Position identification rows
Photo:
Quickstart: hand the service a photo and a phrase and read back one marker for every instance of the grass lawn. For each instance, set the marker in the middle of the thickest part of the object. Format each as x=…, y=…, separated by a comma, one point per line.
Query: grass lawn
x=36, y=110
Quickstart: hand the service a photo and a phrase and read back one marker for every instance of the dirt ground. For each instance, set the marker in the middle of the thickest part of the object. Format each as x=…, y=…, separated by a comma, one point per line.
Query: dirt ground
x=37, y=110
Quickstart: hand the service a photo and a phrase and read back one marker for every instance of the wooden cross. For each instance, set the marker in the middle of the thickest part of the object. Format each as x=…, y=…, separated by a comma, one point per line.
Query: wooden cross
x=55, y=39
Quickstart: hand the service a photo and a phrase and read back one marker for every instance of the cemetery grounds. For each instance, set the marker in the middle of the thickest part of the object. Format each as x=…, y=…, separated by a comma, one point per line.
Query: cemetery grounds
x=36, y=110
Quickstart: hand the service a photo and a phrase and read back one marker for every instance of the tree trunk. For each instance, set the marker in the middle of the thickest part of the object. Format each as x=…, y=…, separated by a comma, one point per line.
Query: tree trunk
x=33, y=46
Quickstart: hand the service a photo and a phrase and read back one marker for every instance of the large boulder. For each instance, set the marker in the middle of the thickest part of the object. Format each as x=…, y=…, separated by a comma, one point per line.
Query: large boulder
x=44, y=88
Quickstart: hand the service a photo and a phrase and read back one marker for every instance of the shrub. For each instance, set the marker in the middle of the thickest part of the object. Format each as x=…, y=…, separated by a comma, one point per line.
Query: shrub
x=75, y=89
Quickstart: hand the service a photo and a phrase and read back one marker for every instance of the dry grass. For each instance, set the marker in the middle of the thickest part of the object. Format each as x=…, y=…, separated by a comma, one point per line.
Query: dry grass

• _Problem description_: Present every row above as a numbered list, with blank lines omitted.

• _Response to this task_:
1. Photo:
2. Quickstart: hand the service a photo and a phrase and read back one marker for every instance of the grass lawn. For each instance, set the marker in the middle of the thickest part of the object. Format each as x=…, y=…, separated by a comma, one point per line.
3. Query: grass lawn
4. x=36, y=110
5. Quickstart: hand the service a photo and a phrase and read back one marker for every instance of the dirt ground. For each instance, set the marker in the middle of the thickest part of the object. Format each as x=…, y=…, separated by a comma, one point per line.
6. Query: dirt ground
7. x=37, y=110
8. Quickstart: hand the service a photo and a phrase and read back one marker for every instance of the wooden cross. For each instance, set the marker in the middle of the thickest part of the object. Format each as x=…, y=…, separated by a comma, one point per line.
9. Query: wooden cross
10. x=55, y=39
11. Quickstart: hand the service a photo and a phrase and read back one marker for every instance of the cemetery grounds. For each instance, set the marker in the middle of the thickest part of the object. Format each as x=…, y=…, separated by a comma, one point per line.
12. Query: cemetery grounds
13. x=36, y=110
14. Quickstart: hand the service a photo and a phrase and read back one marker for every instance of the tree trunk. For each instance, set the marker in the middle of the thickest part of the object. Format each as x=…, y=…, separated by a comma, one point per line.
15. Query: tree trunk
16. x=33, y=46
17. Quickstart: hand the service a photo and a phrase and read back one marker for every instance of the large boulder. For each instance, set the marker in the middle of the thickest part of the object. Format each as x=…, y=…, separated by a comma, one point per line.
18. Query: large boulder
19. x=44, y=88
20. Quickstart: hand the service a photo and a phrase and read back one marker for every instance of the shrub. For each instance, set the marker in the middle of the thickest part of the object. Format each as x=…, y=…, separated by a comma, one point per line.
21. Query: shrub
22. x=75, y=89
23. Quickstart: hand the service a photo and a phrase and read back one marker for every instance of the dry grass. For each instance, set the marker in the middle of the thickest part of the object. Format each as x=…, y=…, separated by a comma, one point per line.
24. Query: dry grass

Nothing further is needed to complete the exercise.